Çözüm demek, sorunun başından alıp sonuna getirerek tarihçesini ve bulunduğu dönemin konumunu analiz ederek, tarafların her türlü ihlal suçlarını işlediğini kayıt altına alarak, tarihe ışık tutacak bir çözümü yaratmaktan geçer.
Çözümü “Laylaylom” görenlere söyleyebileceğim tek bir şey var, uyanın, rüyadasınız.
Yüzlerce yıla uzanan bir sorunun çözümünü bu kadar basit görmek, yada basite indirgemek, T.C.’nin yeni bir stratejisi olmaktan başka bir şey olamaz.
Çözümden yana olmadığımı düşünmeyin sakın, çözümü görünce hayatımın son demleri olmasını, ve çözümü görmeden gidersem azabın ortasını görmek nasip olsun derim.

**********

Problemler:
[A] Çözüm konulu metne göre, çözümü "Laylaylom" görenlere söylenebilecek tek şey nedir?
[B] Çözüm konulu metni kaldığı yerden devam ettirin.

**********

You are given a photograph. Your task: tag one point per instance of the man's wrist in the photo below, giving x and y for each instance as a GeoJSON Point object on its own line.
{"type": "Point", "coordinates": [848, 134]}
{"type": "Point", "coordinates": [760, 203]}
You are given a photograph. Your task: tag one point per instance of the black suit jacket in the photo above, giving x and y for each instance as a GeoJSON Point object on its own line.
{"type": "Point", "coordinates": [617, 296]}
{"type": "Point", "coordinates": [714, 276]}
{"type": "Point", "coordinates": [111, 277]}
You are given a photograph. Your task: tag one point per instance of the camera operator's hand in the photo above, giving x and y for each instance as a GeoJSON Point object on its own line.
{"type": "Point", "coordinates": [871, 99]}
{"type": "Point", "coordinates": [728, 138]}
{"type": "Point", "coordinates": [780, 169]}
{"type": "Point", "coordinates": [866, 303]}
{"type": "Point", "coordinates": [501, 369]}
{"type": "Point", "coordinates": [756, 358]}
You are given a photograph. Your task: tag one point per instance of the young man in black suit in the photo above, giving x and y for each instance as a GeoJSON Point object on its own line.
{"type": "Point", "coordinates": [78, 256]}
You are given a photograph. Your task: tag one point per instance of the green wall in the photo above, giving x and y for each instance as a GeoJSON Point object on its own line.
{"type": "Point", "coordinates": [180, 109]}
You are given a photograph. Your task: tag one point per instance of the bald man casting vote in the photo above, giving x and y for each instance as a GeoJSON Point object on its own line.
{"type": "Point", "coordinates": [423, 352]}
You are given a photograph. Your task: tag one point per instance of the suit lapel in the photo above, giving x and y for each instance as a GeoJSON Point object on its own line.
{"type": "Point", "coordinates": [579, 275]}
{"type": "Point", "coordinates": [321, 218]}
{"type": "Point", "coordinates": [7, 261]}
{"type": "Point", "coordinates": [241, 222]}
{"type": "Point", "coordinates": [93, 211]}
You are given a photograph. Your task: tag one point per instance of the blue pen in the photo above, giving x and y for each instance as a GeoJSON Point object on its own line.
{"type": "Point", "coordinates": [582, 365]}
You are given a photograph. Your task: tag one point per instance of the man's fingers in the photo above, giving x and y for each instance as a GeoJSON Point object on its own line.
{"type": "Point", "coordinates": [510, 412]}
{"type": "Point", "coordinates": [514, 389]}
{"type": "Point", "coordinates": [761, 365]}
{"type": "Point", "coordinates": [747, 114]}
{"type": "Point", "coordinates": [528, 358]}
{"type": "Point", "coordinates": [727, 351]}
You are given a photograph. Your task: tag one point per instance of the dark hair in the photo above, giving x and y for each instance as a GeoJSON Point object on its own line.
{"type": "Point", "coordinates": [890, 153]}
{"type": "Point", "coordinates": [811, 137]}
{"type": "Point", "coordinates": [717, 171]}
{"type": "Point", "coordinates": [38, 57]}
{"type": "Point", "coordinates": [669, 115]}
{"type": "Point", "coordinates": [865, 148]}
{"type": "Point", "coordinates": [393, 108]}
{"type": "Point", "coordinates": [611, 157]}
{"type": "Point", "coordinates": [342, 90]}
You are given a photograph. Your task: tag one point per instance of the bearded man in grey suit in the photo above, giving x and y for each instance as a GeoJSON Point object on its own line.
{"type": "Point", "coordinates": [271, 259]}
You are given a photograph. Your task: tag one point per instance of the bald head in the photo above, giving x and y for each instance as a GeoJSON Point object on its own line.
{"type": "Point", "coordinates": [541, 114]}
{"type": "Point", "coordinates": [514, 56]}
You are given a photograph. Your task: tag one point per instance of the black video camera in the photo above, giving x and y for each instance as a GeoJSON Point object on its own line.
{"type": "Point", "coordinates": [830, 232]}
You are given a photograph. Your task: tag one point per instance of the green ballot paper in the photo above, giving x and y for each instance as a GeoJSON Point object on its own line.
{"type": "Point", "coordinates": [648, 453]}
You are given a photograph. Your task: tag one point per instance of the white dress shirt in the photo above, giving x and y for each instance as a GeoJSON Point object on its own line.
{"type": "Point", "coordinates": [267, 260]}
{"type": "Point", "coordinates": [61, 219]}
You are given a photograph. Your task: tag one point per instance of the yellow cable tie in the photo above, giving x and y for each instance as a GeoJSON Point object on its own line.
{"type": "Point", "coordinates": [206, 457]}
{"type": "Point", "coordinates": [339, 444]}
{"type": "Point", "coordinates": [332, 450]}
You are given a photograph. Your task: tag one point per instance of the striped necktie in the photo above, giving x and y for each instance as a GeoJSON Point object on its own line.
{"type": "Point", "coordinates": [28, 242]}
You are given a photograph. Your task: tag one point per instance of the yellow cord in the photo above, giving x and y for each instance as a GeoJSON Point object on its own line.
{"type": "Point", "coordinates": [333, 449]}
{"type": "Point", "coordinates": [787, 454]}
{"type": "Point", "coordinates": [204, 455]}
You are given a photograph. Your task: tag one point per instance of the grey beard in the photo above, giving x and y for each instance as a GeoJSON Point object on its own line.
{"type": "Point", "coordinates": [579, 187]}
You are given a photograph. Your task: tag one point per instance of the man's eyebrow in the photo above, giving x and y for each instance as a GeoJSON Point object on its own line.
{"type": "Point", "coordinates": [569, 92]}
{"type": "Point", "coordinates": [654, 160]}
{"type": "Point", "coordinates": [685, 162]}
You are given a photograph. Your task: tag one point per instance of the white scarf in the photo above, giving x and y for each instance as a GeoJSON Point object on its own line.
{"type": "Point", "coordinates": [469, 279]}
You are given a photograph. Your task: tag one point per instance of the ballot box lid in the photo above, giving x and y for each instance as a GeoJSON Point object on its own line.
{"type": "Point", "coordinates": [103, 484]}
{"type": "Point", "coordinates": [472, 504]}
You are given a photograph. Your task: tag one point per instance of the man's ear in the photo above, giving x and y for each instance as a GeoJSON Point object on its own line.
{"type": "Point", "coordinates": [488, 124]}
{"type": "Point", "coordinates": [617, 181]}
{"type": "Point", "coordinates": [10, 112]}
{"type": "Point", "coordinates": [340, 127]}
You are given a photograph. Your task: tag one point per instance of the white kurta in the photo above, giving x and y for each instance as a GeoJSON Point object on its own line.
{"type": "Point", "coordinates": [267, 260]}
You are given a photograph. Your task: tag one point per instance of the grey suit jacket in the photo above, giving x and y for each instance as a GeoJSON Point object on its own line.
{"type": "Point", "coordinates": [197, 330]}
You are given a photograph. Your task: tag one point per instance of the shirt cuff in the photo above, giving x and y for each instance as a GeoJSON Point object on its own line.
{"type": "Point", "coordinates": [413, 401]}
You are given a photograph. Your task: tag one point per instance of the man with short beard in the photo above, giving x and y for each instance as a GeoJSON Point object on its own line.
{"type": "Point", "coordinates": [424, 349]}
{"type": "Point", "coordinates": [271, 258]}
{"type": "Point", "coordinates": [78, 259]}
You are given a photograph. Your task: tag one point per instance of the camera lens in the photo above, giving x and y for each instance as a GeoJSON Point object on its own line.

**********

Görev Sonuçları:
[A] Uyanın, rüyadasınız.

[B]
Ama Kürtlerin tarihine baktığımda, yaşadıklarına, aşağılandıklarına, katliamlara uğradıklarına ve en aşağılık işkencelere maruz kaldıklarına baktığımda, kafama tek bir soru takılıyor.
Bu gerilla bu tarihe bakarak ve halkının acılarını sırt çantasına koyarak bu dağlara gittiyse, dönüşü bu kadar basit olamaz.
Sayın Öcalan’ın ve Kandil’in T.C. medyasında çözüm konusunda yapılan yorumlar ve verilen haberlere hayret ile baktığını net olarak biliyorum.
Her zaman oluğu gibi, bu defa da T.C. medyası pis bir oyunun başlangıcında nasıl davranılıyorsa aynen öyle davranmaya başladı.
İyi niyetler, karşılıklı güven arttırıcı adımlar ekranlarda havalarda uçuşuyor ama hiç kimse çıkıp, ya be kardeşim bunu bu kadar şişirmeyin, bu iş bu kadar da basit değildir demiyor.
Hemen senaryolar yazılıyor.
Mart’ta geri çekilecekler, Haziran’da silah bırakacaklar….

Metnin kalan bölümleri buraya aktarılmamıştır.